- **Directions**
(1) In the text on appraisal management companies, where were the buyers of the beautiful home from?
(2) List everything the text on appraisal management companies says these companies do in dealing with appraisers.
(3) Write out the text on appraisal management companies starting at "Appraisal management companies are" and ending at "handle this issue.", swapping "problem" for "obstacle".

- **Extract to read**

□ □ □

Appraisal management companies are the bane of a buyer’s existence. This is the biggest problem right now for a buyer who is getting a loan and will need to have their future home appraised. Here is exactly why this will be your biggest challenge, and I’ll tell you how to handle this issue.
Appraisal Management Companies Created
The mortgage debacle that was part of the real estate crash a decade ago gave politicians all the encouragement they needed to pass new laws restructuring how appraisers are hired. You may recall that the complaint was that a very small number of appraisers were in cahoots with a small number of real estate agents and they were committing fraud by over valuing homes. The best answer would have been to require enforcement of the laws against fraud, i.e. put the frauds in jail.
Instead, politicians completely restructured the entire mortgage and appraisal business in the United States, and they authorized new entities called “Appraisal Management Companies.” These companies are third party entities that appoint appraisers from a list they create. They charge appraisers a fee to be on their list, and they take part of the appraisers’ fees for each appraisal they do. Appraisers hate this new way to extort money from them. It’s another layer of bureaucracy and more fees that are simply passed on to buyers.
Appraisal Management Companies Debacle
I sold a beautiful home to buyers from California. Their mortgage broker is one of the best in the mortgage industry. He did everything promptly, but then we all waited for the appraisal management company to appoint an appraiser. And we waited. And we waited. Then we found out he had been appointed, and that he was supposed to be at the property and have his written report completed within two weeks.

□ □ □

- **Raw data**
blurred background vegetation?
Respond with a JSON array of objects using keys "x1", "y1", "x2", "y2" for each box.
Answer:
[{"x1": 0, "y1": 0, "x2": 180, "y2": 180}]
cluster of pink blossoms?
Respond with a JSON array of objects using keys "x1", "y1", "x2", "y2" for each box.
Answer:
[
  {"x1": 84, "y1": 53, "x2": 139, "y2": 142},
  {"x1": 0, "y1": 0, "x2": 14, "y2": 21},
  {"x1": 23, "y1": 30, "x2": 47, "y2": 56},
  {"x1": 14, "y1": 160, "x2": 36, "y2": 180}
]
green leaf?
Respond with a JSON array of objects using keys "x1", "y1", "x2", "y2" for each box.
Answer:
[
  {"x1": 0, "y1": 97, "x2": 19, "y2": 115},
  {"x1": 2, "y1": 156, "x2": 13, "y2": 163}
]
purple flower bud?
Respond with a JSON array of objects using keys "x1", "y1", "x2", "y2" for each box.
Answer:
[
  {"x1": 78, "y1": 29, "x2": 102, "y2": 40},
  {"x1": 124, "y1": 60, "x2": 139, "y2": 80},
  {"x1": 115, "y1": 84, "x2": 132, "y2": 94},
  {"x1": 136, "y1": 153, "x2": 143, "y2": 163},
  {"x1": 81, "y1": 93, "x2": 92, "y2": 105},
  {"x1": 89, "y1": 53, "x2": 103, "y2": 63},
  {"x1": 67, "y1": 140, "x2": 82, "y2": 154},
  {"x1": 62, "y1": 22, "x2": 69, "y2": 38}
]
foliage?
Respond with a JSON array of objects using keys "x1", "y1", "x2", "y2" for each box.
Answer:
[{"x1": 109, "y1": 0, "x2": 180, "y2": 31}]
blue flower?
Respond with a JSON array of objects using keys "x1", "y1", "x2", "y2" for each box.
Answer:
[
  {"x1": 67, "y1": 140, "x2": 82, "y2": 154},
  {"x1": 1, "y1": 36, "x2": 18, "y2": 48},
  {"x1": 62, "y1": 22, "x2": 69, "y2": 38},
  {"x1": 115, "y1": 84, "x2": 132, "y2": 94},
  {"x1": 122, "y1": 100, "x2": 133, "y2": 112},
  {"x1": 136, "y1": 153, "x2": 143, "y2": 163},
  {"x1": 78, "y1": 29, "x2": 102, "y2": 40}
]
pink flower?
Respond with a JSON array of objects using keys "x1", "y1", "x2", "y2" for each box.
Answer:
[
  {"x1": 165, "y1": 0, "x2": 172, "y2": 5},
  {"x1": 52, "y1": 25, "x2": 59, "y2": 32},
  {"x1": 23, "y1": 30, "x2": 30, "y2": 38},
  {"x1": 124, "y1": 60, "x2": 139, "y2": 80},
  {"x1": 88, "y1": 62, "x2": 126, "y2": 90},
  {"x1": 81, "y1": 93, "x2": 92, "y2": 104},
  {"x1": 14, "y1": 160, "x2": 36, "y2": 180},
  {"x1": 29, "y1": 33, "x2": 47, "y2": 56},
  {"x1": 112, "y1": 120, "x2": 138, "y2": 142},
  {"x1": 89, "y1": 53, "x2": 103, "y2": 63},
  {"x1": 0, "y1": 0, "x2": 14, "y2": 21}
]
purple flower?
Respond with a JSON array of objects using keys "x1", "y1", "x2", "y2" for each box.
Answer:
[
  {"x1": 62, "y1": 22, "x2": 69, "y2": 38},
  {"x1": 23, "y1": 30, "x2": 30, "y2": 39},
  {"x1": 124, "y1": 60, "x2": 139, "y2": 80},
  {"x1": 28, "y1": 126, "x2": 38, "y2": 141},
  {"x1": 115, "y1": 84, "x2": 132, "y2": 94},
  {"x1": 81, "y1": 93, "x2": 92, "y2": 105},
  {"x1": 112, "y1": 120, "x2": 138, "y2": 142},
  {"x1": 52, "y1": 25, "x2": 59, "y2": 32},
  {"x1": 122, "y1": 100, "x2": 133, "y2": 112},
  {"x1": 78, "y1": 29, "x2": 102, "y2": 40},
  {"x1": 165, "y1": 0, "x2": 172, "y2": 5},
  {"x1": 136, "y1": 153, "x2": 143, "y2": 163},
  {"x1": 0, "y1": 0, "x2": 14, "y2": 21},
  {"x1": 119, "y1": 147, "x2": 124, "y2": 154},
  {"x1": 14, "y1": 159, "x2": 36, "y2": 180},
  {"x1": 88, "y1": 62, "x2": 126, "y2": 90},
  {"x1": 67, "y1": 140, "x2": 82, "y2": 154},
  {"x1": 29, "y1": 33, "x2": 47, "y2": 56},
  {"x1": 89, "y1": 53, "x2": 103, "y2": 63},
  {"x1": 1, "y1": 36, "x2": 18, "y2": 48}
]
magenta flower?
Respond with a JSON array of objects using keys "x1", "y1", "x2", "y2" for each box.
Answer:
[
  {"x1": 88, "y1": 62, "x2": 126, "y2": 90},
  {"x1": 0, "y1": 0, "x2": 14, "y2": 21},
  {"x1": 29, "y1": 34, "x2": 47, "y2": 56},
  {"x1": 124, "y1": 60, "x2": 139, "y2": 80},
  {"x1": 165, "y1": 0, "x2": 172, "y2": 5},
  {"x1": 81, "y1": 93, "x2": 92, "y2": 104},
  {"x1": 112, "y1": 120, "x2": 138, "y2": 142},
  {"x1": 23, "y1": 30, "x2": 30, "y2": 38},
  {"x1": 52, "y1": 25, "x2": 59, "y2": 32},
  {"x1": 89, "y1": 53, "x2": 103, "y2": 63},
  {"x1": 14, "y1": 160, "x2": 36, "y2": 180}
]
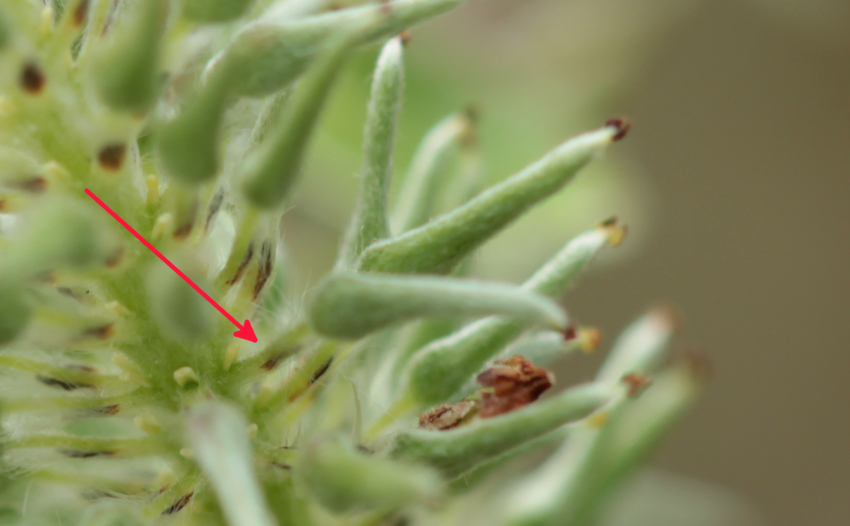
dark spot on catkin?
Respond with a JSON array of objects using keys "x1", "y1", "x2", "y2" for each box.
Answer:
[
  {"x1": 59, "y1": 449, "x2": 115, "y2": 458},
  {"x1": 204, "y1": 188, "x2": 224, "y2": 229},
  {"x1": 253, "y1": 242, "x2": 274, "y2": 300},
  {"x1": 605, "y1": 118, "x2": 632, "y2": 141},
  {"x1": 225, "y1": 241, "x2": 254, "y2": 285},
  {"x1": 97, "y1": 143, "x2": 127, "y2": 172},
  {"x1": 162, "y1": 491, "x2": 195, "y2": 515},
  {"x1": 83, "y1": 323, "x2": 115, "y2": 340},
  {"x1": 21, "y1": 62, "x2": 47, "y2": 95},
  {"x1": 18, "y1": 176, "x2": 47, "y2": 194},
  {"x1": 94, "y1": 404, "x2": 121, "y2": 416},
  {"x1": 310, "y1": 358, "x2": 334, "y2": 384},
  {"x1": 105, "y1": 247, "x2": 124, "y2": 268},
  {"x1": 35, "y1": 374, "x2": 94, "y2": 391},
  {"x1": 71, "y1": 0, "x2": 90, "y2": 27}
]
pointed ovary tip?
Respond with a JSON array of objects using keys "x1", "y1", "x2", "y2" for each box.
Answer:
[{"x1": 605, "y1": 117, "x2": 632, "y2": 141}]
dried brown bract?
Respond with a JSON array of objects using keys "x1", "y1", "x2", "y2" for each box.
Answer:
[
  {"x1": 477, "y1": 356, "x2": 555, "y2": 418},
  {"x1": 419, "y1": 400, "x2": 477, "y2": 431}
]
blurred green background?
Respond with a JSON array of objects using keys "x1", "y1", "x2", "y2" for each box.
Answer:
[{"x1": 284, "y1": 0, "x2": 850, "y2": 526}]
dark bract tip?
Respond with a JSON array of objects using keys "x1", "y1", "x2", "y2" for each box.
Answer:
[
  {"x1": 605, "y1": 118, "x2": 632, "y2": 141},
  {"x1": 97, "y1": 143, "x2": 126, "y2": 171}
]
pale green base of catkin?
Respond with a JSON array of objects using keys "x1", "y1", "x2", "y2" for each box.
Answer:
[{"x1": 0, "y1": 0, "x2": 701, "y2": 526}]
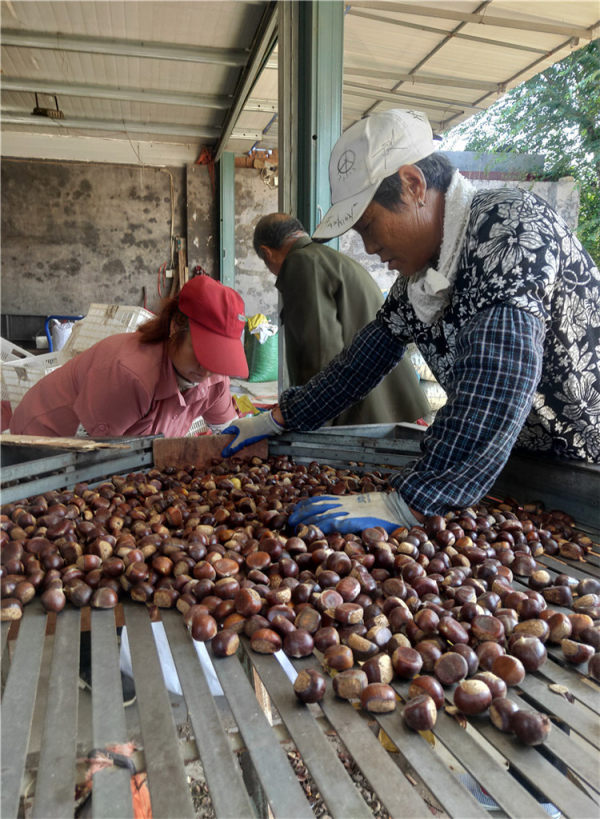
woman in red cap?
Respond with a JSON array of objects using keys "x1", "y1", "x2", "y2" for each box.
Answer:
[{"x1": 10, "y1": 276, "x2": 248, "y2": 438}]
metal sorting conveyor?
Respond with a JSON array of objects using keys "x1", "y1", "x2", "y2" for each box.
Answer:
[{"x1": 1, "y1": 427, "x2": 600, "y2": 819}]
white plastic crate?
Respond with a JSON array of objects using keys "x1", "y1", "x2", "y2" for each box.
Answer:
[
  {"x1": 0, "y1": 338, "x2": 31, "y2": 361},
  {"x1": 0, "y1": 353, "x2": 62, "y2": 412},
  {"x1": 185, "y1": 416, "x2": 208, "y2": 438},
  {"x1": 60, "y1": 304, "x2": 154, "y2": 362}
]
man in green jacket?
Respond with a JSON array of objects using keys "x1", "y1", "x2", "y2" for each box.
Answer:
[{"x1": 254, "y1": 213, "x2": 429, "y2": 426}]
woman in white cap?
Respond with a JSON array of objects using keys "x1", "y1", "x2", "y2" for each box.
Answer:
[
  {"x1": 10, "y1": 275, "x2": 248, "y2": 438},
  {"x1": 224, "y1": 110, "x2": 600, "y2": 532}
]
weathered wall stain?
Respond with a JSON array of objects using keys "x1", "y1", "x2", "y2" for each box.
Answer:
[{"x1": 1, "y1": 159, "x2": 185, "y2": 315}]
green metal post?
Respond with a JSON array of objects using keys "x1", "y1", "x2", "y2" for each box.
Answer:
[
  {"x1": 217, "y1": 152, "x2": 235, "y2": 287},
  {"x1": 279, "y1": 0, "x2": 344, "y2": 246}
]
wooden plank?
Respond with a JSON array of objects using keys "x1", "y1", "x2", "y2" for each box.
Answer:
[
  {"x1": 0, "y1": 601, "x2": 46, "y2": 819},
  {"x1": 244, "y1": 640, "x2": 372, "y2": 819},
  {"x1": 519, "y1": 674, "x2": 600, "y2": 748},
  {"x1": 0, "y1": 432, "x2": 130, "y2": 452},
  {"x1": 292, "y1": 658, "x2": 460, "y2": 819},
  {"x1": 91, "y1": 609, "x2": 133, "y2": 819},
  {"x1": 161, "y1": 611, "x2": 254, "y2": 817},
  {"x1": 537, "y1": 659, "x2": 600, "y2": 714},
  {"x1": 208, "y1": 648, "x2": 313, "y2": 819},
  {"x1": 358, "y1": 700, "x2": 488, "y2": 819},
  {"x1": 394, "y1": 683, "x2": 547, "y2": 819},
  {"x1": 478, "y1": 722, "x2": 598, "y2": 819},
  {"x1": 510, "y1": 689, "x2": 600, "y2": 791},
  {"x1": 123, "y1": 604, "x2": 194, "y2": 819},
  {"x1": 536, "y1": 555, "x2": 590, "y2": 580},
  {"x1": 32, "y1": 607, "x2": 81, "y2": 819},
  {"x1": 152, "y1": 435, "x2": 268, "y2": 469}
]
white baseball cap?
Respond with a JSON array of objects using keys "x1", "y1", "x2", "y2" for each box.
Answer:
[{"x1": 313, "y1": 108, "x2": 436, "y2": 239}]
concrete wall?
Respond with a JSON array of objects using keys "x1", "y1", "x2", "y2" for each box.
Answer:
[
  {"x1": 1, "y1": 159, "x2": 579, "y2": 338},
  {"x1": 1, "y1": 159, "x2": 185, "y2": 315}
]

□ □ □

- **Task results**
(1) California

(2)
- They appoint appraisers from a list they create.
- They charge appraisers a fee to be on their list.
- They take part of the appraisers' fees for each appraisal they do.

(3)
Appraisal management companies are the bane of a buyer’s existence. This is the biggest obstacle right now for a buyer who is getting a loan and will need to have their future home appraised. Here is exactly why this will be your biggest challenge, and I’ll tell you how to handle this issue.